[Your instructions]: Copy each line exactly.

[Given records]:

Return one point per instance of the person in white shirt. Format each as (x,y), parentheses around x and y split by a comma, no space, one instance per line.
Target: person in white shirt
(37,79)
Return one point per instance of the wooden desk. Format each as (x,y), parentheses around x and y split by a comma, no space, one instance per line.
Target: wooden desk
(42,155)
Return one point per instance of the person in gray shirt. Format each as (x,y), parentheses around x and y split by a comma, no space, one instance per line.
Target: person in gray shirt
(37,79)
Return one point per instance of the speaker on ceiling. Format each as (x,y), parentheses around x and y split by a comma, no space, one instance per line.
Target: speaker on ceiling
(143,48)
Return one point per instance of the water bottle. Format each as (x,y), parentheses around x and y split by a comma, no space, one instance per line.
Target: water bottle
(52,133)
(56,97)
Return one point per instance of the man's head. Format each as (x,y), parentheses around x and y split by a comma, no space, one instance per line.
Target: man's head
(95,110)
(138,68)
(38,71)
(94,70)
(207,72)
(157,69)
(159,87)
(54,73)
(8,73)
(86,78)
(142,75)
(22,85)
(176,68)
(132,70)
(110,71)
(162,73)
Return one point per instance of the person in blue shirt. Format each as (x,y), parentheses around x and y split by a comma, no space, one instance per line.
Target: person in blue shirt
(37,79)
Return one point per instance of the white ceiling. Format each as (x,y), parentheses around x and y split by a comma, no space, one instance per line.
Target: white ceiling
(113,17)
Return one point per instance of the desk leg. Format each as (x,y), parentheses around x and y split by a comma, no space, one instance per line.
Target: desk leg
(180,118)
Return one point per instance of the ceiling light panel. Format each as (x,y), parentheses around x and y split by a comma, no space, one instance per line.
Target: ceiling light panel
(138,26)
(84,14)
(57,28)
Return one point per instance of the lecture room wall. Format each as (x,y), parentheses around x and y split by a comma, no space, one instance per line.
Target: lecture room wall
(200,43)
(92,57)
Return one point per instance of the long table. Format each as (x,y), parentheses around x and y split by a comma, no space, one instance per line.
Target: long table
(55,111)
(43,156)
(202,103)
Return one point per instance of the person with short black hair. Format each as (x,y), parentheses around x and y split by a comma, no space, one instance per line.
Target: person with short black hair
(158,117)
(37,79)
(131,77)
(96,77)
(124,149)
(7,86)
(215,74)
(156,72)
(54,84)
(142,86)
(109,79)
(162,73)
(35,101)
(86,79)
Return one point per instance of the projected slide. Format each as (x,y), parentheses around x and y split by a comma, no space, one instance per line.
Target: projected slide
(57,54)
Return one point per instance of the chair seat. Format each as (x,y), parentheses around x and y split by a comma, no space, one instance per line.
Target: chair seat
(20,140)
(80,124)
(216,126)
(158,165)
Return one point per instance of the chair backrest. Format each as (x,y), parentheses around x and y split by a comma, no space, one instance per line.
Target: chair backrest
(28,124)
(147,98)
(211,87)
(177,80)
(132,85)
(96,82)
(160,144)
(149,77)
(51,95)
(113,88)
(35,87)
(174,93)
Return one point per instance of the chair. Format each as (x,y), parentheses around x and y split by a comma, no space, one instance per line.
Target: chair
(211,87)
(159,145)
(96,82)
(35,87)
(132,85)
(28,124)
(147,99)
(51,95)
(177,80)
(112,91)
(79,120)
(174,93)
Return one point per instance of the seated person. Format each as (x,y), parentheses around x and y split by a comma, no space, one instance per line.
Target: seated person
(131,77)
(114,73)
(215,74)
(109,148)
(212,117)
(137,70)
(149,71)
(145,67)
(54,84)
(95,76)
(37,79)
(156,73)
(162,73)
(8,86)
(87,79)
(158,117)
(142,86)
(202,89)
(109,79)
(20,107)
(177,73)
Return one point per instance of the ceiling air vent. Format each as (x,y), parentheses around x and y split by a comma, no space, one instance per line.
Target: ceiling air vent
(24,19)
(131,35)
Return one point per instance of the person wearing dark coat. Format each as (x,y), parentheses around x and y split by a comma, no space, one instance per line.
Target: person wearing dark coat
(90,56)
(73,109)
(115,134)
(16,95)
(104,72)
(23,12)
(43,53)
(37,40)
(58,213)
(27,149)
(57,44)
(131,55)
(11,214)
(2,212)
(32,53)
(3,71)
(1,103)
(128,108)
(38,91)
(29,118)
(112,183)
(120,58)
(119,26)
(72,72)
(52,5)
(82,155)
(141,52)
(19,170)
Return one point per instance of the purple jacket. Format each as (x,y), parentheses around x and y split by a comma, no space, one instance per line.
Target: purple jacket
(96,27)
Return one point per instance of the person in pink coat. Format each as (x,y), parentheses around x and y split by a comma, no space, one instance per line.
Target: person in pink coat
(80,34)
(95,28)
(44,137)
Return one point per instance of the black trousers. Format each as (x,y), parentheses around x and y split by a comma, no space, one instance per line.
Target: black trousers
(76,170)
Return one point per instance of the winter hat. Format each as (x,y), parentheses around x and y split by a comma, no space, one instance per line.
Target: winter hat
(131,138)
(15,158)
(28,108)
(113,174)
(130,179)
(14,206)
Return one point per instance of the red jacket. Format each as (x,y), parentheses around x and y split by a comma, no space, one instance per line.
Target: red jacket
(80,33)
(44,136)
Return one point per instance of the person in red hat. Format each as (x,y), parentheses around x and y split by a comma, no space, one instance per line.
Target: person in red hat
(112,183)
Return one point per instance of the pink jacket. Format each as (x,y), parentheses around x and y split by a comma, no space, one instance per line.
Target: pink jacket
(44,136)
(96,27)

[Answer to this problem]:
Return one point per instance of the person in white shirt. Format each as (x,y), parentheses around x and y split by a comma, no space, one instance per line.
Target: person in white shirt
(37,79)
Return one point per instance of the wooden desk. Format each as (x,y), parentheses around x and y split by a comma, no space, one instance per line.
Target: wooden desk
(42,155)
Return one point per instance of the person in gray shirt. Format each as (x,y), parentheses around x and y split by a comma, no space, one instance per line.
Target: person in gray shirt
(37,79)
Return one point per instance of the speaker on ceiling. Format each as (x,y), parentheses around x and y split by a comma, no space, one instance per line.
Target: speaker on ceiling
(143,48)
Return one point per instance of the water bottle. Format each as (x,y), parentheses around x and y split by a comma, no space, one instance per line.
Target: water bottle
(52,133)
(56,97)
Return one point per instance of the man's head. Format each as (x,y), parentheses around x and y split by a comma, no space, one instance per line.
Target: man's head
(95,110)
(138,68)
(38,71)
(94,70)
(207,72)
(157,69)
(159,87)
(54,73)
(8,73)
(86,78)
(142,75)
(22,85)
(176,68)
(132,70)
(110,71)
(162,73)
Return one point per instance of the person in blue shirt. Format each as (x,y), parentheses around x and y split by a comma, no space, one instance per line.
Target: person in blue shirt
(37,79)
Return one point per instance of the white ceiling. Format each as (x,y), parentheses around x and y split by a comma, no space, one instance per line.
Target: white ceiling
(113,17)
Return one point per instance of the desk leg. Format each as (x,y), parentheses around x and y split by a comma, no space, one instance per line.
Target: desk leg
(180,118)
Return one point per instance of the ceiling light panel. Format each as (x,y), parentheses around x and y split by a comma, no space, one instance per line.
Target: ceiling light panel
(138,26)
(84,14)
(57,28)
Return one point per instance of the lecture room wall. Format each as (x,y), parentheses around x and y split by a comma, no space, one instance per line.
Target: lecture room wall
(200,43)
(92,57)
Return one point per instance of the long table. Format each as (x,y), parentheses around x and y split by a comma, no space, one instance per line.
Target: long table
(55,111)
(43,156)
(202,103)
Return one point per instance of the person with short black hair. Format each as (x,y), parentheses around x and y split by a comma, no space, one instance per line.
Target: person with short black hair
(158,117)
(37,79)
(131,77)
(96,77)
(124,149)
(7,86)
(215,74)
(156,72)
(54,84)
(142,86)
(109,79)
(162,73)
(35,101)
(86,79)
Return one point per instance of the projected slide. Format each as (x,y), parentheses around x and y split by a comma, no space, one instance per line.
Target: projected slide
(57,54)
Return one point per instance of the chair seat. Format each as (x,y), parentheses around x and y split by a comma, no space, one instance per line.
Target: chair seat
(20,140)
(80,124)
(216,126)
(158,165)
Return one point per instance of the chair backrest. Format each as (x,y), parentheses around x and y split by a comma, no space, one instance per line.
Target: chair backrest
(28,124)
(147,98)
(211,87)
(177,80)
(132,85)
(96,82)
(160,144)
(149,77)
(51,95)
(113,88)
(35,87)
(174,93)
Return one point per instance of the chair. Format each as (x,y), parentheses around x and y split by a comma, no space, one instance per line.
Target: chair
(211,87)
(159,145)
(96,82)
(35,87)
(132,85)
(28,124)
(147,99)
(51,95)
(177,80)
(112,91)
(79,120)
(174,93)
Return one point per instance of the seated person. Format each as (x,y), parentheses around x and y split by a comma, no space, one instance per line.
Target: seated person
(131,77)
(114,73)
(215,74)
(109,148)
(212,117)
(137,70)
(149,71)
(145,67)
(54,84)
(95,76)
(37,79)
(156,73)
(162,73)
(8,86)
(87,79)
(158,117)
(142,86)
(202,89)
(109,79)
(20,107)
(177,73)
Return one point per instance of the ceiling air vent. Format each as (x,y), parentheses around x and y split by a comma, no space, one instance per line.
Target: ceiling air vent
(24,19)
(131,35)
Return one point per instance of the person wearing dark coat. Format each as (x,y), parentheses around x and y split by a comma, no space, one instance per line.
Target: person wearing dark coat
(90,56)
(73,109)
(115,134)
(16,95)
(104,72)
(23,12)
(43,53)
(37,40)
(58,213)
(27,149)
(57,44)
(131,55)
(11,214)
(2,212)
(32,53)
(3,71)
(1,103)
(128,108)
(38,91)
(29,118)
(112,183)
(120,58)
(119,26)
(72,72)
(52,5)
(82,155)
(141,52)
(19,170)
Return one point per instance of the purple jacket. Format each as (x,y), parentheses around x and y split by a comma, no space, one instance per line.
Target: purple jacket
(96,27)
Return one point per instance of the person in pink coat. Format each as (x,y), parentheses around x and y split by a comma, no space, one instance per line.
Target: person in pink coat
(80,34)
(95,28)
(44,137)
Return one point per instance of the black trousers. Format each as (x,y), parentheses around x and y split by a comma, no space, one instance per line.
Target: black trousers
(76,170)
Return one point per instance of the winter hat. Format each as (x,y), parentheses around x and y split by a comma, no space, one instance per line.
Target: winter hat
(131,138)
(15,158)
(28,108)
(113,174)
(130,179)
(14,206)
Return one point per instance of the red jacket. Format each as (x,y), parentheses around x and y split by a comma, no space, one instance per line.
Target: red jacket
(80,33)
(44,136)
Return one point per instance of the person in red hat. Format each as (x,y), parentheses around x and y split by a comma, no space, one instance per line.
Target: person in red hat
(112,183)
Return one point per instance of the pink jacket. Format each as (x,y), parentheses around x and y split by a comma, no space, one instance per line.
Target: pink jacket
(44,136)
(96,27)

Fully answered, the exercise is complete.